[EXTRAIT DU TEXTE]:
####################

N° RG 20/00818 – N° Portalis DBV3-V-B7E-TXTQ

AFFAIRE :

D X

C/

B Z

….

Décision déférée à la cour : Jugement rendu le 20 Décembre 2019 par le Tribunal de Commerce de

PONTOISE

N° Chambre :

N° Section :

N° RG :

Expéditions exécutoires

Expéditions

Copies

délivrées le :

à :

Me Nadia CHEHAT

Me Typhanie BOURDOT

Me Martine DUPUIS

TC PONTOISE

RÉPUBLIQUE FRANÇAISE

AU NOM DU PEUPLE FRANÇAIS

LE NEUF MARS DEUX MILLE VINGT ET UN,

La cour d’appel de Versailles a rendu l’arrêt suivant dans l’affaire entre :

Monsieur D X

né le […] à […]

[…]

[…]

Représenté par Maître Nadia CHEHAT, avocat postulant au barreau de VERSAILLES, vestiaire : 88

et par Maître Hakim ZIANE, avocat plaidant au barreau de PARIS, vestiaire : P0498

APPELANT

****************

Monsieur J H I

né le […] à […]

[…]

[…]

Représenté par Maître Typhanie BOURDOT, avocat postulant au barreau de VERSAILLES,

vestiaire : 644 et par Maître Amina BENOTMANE, avocat plaidant au barreau du

VAL-DE-MARNE, vestiaire : 78

Société BANQUE POPULAIRE RIVES DE PARIS prise en la personne de ses représentants

légaux domiciliés en cette qualité audit siège

[…]

[…]

Représentée par Maître Martine DUPUIS de la SELARL LEXAVOUE PARIS-VERSAILLES, avocat

postulant au barreau de VERSAILLES, vestiaire : 625 – N° du dossier 2063545 et par Maître

BUISSON, avocat plaidant au barreau du Val d’Oise substitué par Maître Chelsy ROSSI-FERRARI,

avocat au barreau du VAL D’OISE

Monsieur F A

[…]

[…]

défaillant

Monsieur B Z

[…]

[…]

défaillant

INTIMES

****************

Composition de la cour :

En application des dispositions de l’article 805 du code de procédure civile, l’affaire a été débattue à

l’audience publique du 12 Janvier 2021 les avocats des parties ne s’y étant pas opposés, devant

Madame Delphine BONNET, Conseiller chargé du rapport.

Ce magistrat a rendu compte des plaidoiries dans le délibéré de la cour, composée de :

Madame Sophie VALAY-BRIERE, Présidente,

Madame Marie-Andrée BAUMANN, Conseiller,

Madame Delphine BONNET, Conseiller,

Greffier, lors des débats : Madame Sylvie PASQUIER-HANNEQUIN,

Suivant acte sous seing privé en date du 3 novembre 2014, la Banque populaire rives de Paris (la Banque populaire) a consenti à la société H2N automobiles (la société H2N) deux prêts destinés à financer l’acquisition d’un fonds de commerce d’un montant respectif de 150 000 euros et de 50 000 euros, le premier bénéficiant de la caution de la Socama, en garantie desquels M. D X, par deux actes séparés du 11 octobre 2014, s’est porté caution solidaire à hauteur de 37 500 euros pour le premier et de 60 000 euros pour le second, avec, dans chaque acte, le consentement exprès de

son épouse.

####################

Données enregistrées
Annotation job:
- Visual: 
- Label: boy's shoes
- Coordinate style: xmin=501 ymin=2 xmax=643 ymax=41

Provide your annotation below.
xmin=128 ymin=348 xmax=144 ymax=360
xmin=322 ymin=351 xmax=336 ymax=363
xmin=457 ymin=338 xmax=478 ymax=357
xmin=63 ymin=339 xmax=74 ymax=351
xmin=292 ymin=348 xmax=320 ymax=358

####################

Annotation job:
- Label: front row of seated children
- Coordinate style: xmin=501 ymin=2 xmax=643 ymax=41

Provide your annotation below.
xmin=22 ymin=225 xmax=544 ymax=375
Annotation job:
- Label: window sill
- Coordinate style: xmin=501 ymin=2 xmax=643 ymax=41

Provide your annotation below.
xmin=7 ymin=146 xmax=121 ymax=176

####################

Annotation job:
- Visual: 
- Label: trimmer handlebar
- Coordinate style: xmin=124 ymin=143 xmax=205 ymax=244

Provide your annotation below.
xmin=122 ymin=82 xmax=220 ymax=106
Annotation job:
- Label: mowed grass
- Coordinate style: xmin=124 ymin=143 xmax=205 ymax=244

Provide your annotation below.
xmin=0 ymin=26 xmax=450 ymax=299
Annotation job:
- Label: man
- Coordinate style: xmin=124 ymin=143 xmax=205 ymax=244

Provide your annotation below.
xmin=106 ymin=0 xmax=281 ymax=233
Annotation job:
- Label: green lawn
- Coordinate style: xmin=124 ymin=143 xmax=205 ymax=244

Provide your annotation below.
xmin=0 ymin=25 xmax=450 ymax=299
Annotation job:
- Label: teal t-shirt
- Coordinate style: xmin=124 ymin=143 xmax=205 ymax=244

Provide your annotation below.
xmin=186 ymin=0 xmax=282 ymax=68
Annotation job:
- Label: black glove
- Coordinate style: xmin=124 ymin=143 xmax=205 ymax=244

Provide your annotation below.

####################

[EXERCICES]:
[1] Indiquez la date de l'audience publique au cours de laquelle l'affaire a été débattue selon l'arrêt.
[2] Recopiez fidèlement le passage de l'arrêt en commençant à « Composition de la » et en terminant à « chargé du rapport. ».

[RÉPONSES DANS L'ORDRE]:
[1] Le 12 janvier 2021.

[2]
Composition de la cour :

En application des dispositions de l’article 805 du code de procédure civile, l’affaire a été débattue à

l’audience publique du 12 Janvier 2021 les avocats des parties ne s’y étant pas opposés, devant

Madame Delphine BONNET, Conseiller chargé du rapport.